Count the lines in the entries below that contain the string "crossarm". Reply with the number alone.

** START Supplied information **

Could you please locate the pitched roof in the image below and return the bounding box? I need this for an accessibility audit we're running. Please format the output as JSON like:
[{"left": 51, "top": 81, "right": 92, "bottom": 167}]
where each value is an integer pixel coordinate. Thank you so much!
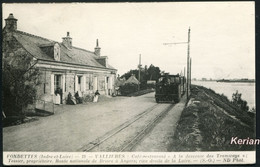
[
  {"left": 13, "top": 31, "right": 115, "bottom": 69},
  {"left": 125, "top": 75, "right": 140, "bottom": 84}
]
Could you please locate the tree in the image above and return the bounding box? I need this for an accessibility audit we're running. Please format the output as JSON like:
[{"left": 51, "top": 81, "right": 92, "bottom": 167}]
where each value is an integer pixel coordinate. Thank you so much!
[
  {"left": 147, "top": 64, "right": 161, "bottom": 81},
  {"left": 232, "top": 91, "right": 249, "bottom": 112}
]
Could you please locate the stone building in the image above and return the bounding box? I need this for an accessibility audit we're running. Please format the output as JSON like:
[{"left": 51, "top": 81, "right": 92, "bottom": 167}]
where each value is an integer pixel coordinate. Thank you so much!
[{"left": 2, "top": 14, "right": 117, "bottom": 107}]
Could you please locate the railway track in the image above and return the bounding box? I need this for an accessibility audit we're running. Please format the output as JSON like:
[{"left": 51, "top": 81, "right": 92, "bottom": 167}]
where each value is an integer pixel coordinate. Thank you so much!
[{"left": 78, "top": 104, "right": 174, "bottom": 152}]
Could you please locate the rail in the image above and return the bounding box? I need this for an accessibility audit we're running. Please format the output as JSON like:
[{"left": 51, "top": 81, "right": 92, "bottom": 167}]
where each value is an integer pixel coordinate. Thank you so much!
[{"left": 34, "top": 99, "right": 55, "bottom": 114}]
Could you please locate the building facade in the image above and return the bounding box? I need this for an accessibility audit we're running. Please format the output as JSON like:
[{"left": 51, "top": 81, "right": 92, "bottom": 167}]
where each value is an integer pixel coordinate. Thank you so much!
[{"left": 2, "top": 14, "right": 117, "bottom": 103}]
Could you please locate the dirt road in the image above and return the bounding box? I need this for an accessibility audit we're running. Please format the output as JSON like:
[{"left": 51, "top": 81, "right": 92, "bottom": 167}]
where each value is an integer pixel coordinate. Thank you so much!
[{"left": 3, "top": 93, "right": 186, "bottom": 152}]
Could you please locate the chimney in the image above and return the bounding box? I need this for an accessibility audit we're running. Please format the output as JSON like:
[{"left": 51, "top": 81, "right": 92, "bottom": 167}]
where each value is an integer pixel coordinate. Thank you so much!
[
  {"left": 62, "top": 32, "right": 72, "bottom": 49},
  {"left": 5, "top": 13, "right": 17, "bottom": 31},
  {"left": 94, "top": 39, "right": 101, "bottom": 56}
]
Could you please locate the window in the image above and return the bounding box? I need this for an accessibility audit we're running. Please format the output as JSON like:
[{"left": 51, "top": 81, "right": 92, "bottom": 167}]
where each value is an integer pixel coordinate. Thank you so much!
[
  {"left": 54, "top": 75, "right": 62, "bottom": 90},
  {"left": 77, "top": 76, "right": 83, "bottom": 91},
  {"left": 98, "top": 77, "right": 105, "bottom": 90},
  {"left": 86, "top": 74, "right": 93, "bottom": 90}
]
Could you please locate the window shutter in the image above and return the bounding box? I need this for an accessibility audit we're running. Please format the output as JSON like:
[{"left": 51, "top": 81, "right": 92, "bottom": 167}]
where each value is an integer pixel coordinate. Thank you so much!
[
  {"left": 62, "top": 75, "right": 66, "bottom": 93},
  {"left": 81, "top": 75, "right": 86, "bottom": 92},
  {"left": 109, "top": 76, "right": 113, "bottom": 89},
  {"left": 51, "top": 74, "right": 54, "bottom": 95},
  {"left": 75, "top": 75, "right": 78, "bottom": 92}
]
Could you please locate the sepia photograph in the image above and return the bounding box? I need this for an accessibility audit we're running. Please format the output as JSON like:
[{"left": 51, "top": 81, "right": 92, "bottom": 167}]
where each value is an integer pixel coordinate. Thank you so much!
[{"left": 2, "top": 1, "right": 260, "bottom": 165}]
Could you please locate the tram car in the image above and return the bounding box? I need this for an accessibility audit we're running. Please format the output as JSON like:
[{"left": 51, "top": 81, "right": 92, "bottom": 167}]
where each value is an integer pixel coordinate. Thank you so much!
[{"left": 155, "top": 74, "right": 186, "bottom": 103}]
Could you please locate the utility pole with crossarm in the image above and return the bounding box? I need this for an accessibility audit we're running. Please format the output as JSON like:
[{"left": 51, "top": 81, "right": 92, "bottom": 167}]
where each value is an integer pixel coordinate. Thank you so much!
[{"left": 164, "top": 27, "right": 191, "bottom": 99}]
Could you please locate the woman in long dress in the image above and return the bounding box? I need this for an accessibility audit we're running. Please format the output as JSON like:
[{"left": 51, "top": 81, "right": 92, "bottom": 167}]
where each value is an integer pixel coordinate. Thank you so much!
[{"left": 93, "top": 90, "right": 100, "bottom": 103}]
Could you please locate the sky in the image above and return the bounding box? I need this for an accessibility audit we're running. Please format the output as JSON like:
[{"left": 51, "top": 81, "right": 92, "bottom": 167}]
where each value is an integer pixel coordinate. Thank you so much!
[{"left": 2, "top": 1, "right": 255, "bottom": 79}]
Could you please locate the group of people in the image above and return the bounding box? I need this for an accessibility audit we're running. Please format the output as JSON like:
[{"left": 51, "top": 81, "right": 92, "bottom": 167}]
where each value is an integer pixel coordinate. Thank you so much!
[{"left": 67, "top": 90, "right": 100, "bottom": 105}]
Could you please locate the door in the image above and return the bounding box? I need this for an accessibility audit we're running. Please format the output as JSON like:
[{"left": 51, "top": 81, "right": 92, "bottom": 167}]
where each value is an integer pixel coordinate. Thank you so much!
[{"left": 93, "top": 76, "right": 98, "bottom": 91}]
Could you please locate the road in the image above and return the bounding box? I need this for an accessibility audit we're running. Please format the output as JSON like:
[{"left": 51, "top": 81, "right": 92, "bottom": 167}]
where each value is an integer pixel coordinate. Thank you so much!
[{"left": 3, "top": 93, "right": 186, "bottom": 152}]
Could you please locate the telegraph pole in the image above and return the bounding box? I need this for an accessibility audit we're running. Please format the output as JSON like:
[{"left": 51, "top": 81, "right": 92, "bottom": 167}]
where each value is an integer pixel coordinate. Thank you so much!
[
  {"left": 138, "top": 54, "right": 142, "bottom": 91},
  {"left": 164, "top": 27, "right": 191, "bottom": 99},
  {"left": 187, "top": 27, "right": 190, "bottom": 99}
]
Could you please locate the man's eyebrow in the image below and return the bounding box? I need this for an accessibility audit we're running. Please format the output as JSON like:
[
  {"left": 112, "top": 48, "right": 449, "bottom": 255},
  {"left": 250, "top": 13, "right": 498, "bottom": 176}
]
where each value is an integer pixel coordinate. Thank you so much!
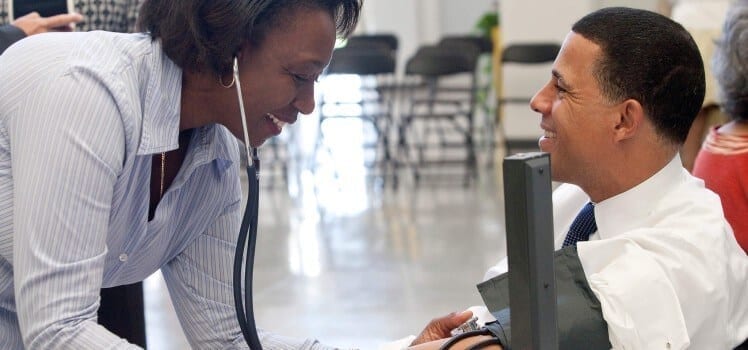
[{"left": 551, "top": 69, "right": 568, "bottom": 85}]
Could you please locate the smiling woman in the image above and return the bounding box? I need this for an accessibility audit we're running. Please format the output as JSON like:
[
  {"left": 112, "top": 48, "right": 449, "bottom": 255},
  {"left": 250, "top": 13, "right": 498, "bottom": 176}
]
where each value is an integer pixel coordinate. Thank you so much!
[{"left": 0, "top": 0, "right": 361, "bottom": 349}]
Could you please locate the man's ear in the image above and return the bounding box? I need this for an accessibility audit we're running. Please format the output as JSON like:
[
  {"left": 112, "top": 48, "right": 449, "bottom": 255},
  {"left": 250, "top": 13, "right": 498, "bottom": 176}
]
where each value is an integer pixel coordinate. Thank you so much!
[{"left": 615, "top": 99, "right": 645, "bottom": 141}]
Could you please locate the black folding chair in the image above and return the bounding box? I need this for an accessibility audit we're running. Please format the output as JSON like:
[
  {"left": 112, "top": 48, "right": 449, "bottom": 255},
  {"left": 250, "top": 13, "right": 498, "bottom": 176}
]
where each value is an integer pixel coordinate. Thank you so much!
[
  {"left": 315, "top": 35, "right": 397, "bottom": 186},
  {"left": 398, "top": 41, "right": 481, "bottom": 186},
  {"left": 496, "top": 43, "right": 561, "bottom": 154}
]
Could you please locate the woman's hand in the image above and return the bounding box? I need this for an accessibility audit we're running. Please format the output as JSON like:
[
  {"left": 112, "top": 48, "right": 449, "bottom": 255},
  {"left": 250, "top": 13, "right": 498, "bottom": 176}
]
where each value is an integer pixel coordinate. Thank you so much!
[{"left": 410, "top": 310, "right": 473, "bottom": 346}]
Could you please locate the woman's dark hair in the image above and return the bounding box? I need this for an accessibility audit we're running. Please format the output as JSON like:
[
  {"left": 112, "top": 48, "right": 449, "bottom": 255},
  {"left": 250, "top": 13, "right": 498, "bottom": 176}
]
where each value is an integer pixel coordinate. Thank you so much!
[
  {"left": 712, "top": 0, "right": 748, "bottom": 121},
  {"left": 572, "top": 7, "right": 706, "bottom": 144},
  {"left": 138, "top": 0, "right": 363, "bottom": 74}
]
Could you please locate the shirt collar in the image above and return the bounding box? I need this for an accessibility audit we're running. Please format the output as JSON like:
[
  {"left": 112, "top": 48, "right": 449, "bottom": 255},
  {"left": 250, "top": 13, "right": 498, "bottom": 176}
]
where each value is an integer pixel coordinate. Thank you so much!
[
  {"left": 595, "top": 154, "right": 683, "bottom": 239},
  {"left": 137, "top": 40, "right": 182, "bottom": 155}
]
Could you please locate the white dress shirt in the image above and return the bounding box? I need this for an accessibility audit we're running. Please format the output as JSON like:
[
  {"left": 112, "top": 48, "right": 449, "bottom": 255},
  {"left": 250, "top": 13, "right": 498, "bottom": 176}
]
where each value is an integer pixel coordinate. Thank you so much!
[
  {"left": 486, "top": 156, "right": 748, "bottom": 349},
  {"left": 0, "top": 32, "right": 330, "bottom": 349}
]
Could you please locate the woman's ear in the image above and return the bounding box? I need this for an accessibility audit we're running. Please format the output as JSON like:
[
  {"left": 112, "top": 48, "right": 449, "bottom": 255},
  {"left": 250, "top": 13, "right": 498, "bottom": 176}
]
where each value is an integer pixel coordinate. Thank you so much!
[{"left": 615, "top": 99, "right": 645, "bottom": 141}]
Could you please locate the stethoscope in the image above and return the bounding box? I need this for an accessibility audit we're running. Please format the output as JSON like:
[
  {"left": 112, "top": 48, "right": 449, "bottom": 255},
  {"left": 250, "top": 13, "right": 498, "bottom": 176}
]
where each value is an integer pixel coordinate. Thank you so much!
[{"left": 234, "top": 57, "right": 262, "bottom": 350}]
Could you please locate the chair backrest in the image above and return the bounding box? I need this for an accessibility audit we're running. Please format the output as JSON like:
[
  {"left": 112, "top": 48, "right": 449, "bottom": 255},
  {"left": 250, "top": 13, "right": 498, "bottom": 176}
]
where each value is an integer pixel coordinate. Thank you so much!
[
  {"left": 346, "top": 34, "right": 398, "bottom": 52},
  {"left": 326, "top": 46, "right": 395, "bottom": 75},
  {"left": 439, "top": 35, "right": 493, "bottom": 53},
  {"left": 501, "top": 43, "right": 561, "bottom": 64},
  {"left": 405, "top": 43, "right": 479, "bottom": 77}
]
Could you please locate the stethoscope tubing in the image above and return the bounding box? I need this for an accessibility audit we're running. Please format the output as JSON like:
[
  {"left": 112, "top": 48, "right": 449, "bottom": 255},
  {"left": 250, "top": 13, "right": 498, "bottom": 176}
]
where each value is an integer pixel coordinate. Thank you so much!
[{"left": 233, "top": 57, "right": 262, "bottom": 350}]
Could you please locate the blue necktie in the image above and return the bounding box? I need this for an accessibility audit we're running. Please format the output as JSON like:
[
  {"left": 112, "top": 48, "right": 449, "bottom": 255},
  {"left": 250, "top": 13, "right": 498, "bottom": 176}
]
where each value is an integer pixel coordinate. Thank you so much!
[{"left": 561, "top": 203, "right": 597, "bottom": 248}]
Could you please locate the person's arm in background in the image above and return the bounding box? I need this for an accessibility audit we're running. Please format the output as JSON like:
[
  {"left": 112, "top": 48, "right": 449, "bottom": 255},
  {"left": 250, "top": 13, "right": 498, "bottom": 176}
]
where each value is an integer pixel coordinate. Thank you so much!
[
  {"left": 0, "top": 12, "right": 83, "bottom": 54},
  {"left": 124, "top": 0, "right": 143, "bottom": 33}
]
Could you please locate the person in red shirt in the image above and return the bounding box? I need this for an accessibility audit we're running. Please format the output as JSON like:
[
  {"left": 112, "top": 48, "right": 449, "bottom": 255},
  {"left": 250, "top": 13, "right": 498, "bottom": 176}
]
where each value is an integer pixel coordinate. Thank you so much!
[{"left": 693, "top": 0, "right": 748, "bottom": 252}]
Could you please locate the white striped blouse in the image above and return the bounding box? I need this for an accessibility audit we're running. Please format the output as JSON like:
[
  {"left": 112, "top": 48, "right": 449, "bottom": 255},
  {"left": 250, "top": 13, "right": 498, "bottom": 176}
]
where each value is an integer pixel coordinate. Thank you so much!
[{"left": 0, "top": 32, "right": 330, "bottom": 349}]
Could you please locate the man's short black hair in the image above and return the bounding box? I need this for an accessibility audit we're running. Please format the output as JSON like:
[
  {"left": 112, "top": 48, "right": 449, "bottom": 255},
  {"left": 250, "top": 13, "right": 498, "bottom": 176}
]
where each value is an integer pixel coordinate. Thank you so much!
[{"left": 572, "top": 7, "right": 706, "bottom": 144}]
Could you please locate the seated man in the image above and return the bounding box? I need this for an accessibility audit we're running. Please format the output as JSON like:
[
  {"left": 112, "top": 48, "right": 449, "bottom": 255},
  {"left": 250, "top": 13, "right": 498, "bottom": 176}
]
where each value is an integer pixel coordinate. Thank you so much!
[{"left": 413, "top": 8, "right": 748, "bottom": 349}]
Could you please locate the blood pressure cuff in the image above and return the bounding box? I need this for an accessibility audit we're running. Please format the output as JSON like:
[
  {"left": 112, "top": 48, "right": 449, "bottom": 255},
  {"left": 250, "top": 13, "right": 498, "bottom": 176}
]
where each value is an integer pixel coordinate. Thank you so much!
[{"left": 478, "top": 246, "right": 612, "bottom": 349}]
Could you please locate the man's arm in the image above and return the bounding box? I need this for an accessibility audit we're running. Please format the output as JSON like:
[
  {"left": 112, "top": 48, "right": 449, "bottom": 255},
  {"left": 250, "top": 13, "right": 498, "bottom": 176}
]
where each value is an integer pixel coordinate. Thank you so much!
[{"left": 0, "top": 12, "right": 83, "bottom": 54}]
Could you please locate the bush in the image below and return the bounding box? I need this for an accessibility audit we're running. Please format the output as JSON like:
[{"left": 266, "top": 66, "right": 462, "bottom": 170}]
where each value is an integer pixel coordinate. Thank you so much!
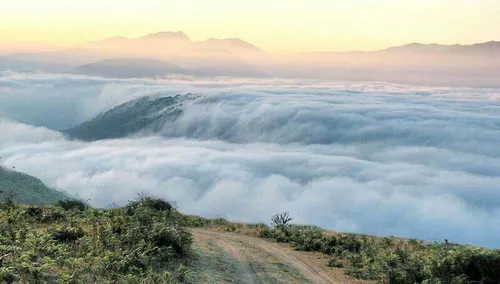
[
  {"left": 125, "top": 197, "right": 173, "bottom": 215},
  {"left": 56, "top": 200, "right": 87, "bottom": 211},
  {"left": 50, "top": 228, "right": 85, "bottom": 243}
]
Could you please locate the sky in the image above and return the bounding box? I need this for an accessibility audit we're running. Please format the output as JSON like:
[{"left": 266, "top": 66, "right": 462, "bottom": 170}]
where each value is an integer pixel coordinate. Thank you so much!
[{"left": 0, "top": 0, "right": 500, "bottom": 53}]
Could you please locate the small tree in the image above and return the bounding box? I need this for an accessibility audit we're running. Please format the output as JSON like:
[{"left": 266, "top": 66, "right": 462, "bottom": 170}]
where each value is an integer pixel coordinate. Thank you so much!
[
  {"left": 271, "top": 211, "right": 293, "bottom": 228},
  {"left": 0, "top": 190, "right": 19, "bottom": 210}
]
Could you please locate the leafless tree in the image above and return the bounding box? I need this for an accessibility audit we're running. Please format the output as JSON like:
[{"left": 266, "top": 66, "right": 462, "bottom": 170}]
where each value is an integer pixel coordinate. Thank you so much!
[{"left": 271, "top": 211, "right": 293, "bottom": 227}]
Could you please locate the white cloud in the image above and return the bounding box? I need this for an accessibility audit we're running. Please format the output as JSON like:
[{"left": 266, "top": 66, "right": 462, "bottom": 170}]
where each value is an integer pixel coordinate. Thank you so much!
[{"left": 0, "top": 72, "right": 500, "bottom": 247}]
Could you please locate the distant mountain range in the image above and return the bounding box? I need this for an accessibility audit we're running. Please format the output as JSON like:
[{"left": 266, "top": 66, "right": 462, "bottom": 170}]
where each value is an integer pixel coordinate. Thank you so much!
[
  {"left": 0, "top": 166, "right": 69, "bottom": 204},
  {"left": 72, "top": 58, "right": 189, "bottom": 78},
  {"left": 0, "top": 32, "right": 500, "bottom": 87}
]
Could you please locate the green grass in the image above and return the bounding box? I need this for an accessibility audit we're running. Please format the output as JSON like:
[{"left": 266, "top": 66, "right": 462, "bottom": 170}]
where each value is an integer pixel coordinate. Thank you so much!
[
  {"left": 0, "top": 199, "right": 192, "bottom": 283},
  {"left": 260, "top": 226, "right": 500, "bottom": 284}
]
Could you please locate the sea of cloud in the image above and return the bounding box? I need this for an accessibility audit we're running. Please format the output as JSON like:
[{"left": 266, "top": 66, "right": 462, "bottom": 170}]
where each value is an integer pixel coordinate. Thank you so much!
[{"left": 0, "top": 73, "right": 500, "bottom": 247}]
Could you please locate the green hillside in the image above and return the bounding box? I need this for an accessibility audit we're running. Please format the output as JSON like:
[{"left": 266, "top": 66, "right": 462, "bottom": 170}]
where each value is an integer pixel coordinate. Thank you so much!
[
  {"left": 65, "top": 95, "right": 190, "bottom": 141},
  {"left": 0, "top": 167, "right": 68, "bottom": 204}
]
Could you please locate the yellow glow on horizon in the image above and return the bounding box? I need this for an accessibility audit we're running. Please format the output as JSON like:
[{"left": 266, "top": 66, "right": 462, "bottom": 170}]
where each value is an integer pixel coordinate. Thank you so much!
[{"left": 0, "top": 0, "right": 500, "bottom": 53}]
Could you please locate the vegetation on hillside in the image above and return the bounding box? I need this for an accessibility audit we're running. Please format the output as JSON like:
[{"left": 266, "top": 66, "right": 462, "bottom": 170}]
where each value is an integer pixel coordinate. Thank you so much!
[
  {"left": 260, "top": 213, "right": 500, "bottom": 284},
  {"left": 184, "top": 212, "right": 500, "bottom": 284},
  {"left": 0, "top": 198, "right": 192, "bottom": 283},
  {"left": 0, "top": 167, "right": 68, "bottom": 204},
  {"left": 65, "top": 95, "right": 193, "bottom": 141}
]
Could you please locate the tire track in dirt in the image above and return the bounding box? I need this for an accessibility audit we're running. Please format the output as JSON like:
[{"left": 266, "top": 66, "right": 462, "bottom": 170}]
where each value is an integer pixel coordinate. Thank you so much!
[{"left": 192, "top": 229, "right": 366, "bottom": 284}]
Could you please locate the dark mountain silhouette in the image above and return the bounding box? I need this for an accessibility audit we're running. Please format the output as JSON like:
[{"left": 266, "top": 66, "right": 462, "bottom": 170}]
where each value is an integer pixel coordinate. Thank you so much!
[{"left": 72, "top": 58, "right": 187, "bottom": 78}]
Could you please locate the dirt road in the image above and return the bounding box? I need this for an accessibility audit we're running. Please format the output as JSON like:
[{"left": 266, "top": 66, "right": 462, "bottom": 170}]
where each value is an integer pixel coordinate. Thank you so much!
[{"left": 192, "top": 229, "right": 367, "bottom": 283}]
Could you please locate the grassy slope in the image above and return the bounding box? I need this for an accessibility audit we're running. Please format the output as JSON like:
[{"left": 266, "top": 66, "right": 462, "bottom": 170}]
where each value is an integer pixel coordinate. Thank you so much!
[
  {"left": 65, "top": 95, "right": 184, "bottom": 141},
  {"left": 0, "top": 199, "right": 192, "bottom": 283},
  {"left": 0, "top": 167, "right": 68, "bottom": 204},
  {"left": 186, "top": 216, "right": 500, "bottom": 284},
  {"left": 0, "top": 196, "right": 500, "bottom": 284}
]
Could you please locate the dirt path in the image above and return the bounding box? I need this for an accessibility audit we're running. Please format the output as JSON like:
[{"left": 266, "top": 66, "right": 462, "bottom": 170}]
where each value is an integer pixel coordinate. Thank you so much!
[{"left": 192, "top": 229, "right": 367, "bottom": 284}]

** END Supplied information **

Answer to this problem: 1